Start Listed entries
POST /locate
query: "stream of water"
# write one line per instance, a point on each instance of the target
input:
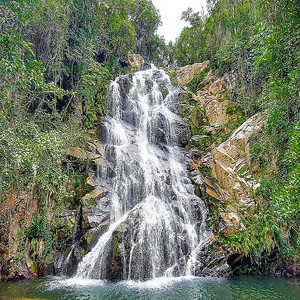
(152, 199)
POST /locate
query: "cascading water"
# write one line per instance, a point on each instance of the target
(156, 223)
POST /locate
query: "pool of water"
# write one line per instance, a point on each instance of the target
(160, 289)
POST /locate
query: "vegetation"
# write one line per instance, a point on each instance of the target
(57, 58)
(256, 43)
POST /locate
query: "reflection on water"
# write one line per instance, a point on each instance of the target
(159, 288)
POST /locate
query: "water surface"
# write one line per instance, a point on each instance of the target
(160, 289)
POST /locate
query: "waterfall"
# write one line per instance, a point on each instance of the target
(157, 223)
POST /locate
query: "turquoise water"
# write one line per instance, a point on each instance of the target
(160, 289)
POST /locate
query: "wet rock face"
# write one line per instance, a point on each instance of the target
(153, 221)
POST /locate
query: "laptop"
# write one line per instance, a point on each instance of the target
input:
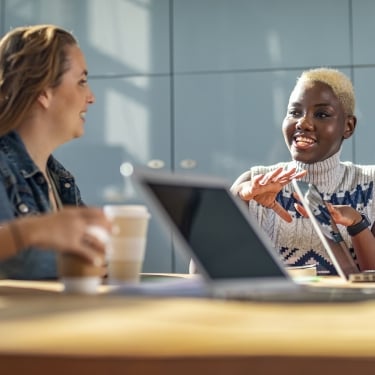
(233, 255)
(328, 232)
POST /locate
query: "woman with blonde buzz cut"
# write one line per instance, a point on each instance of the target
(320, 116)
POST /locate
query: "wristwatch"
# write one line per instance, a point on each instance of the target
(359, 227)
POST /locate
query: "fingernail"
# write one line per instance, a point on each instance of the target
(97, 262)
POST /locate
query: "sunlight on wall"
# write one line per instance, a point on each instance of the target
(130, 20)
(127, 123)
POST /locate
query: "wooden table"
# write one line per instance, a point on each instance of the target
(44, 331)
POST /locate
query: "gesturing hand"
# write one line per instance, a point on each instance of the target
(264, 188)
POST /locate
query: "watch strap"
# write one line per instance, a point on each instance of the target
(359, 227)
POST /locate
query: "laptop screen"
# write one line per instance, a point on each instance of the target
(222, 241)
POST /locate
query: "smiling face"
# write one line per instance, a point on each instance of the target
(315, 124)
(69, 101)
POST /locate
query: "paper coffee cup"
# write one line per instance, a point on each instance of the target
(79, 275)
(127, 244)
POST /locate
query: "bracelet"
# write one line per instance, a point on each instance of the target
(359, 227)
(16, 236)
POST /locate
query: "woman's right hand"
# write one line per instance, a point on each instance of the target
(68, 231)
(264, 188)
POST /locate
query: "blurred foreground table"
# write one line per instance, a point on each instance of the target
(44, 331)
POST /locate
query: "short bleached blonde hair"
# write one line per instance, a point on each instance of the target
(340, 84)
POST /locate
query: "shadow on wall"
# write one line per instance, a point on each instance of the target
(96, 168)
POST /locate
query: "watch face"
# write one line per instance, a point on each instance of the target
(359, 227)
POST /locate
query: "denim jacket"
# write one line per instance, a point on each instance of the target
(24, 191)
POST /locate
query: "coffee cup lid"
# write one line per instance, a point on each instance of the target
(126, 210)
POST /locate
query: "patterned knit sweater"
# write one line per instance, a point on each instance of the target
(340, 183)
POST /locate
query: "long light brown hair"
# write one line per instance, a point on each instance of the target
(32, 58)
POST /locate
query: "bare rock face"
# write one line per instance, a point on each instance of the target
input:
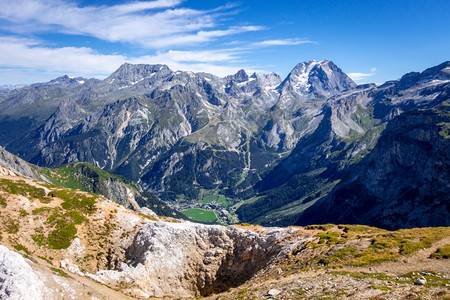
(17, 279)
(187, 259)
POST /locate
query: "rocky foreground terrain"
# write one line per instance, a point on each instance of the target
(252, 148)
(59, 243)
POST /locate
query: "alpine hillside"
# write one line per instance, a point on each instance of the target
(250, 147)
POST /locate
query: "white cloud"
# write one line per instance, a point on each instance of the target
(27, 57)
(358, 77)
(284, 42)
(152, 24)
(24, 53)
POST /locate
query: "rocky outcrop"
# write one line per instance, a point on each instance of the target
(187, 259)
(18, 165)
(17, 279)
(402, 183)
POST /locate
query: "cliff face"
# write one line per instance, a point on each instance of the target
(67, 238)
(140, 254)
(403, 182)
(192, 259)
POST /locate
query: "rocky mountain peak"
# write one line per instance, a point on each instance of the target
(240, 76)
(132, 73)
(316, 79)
End Listed entries
* [Request]: Please pick out every line in the rows above that contains the word "blonde" and copy each of those lines.

* [Complete response]:
query: "woman with blonde buzz cut"
query: "short bleached blonde hair"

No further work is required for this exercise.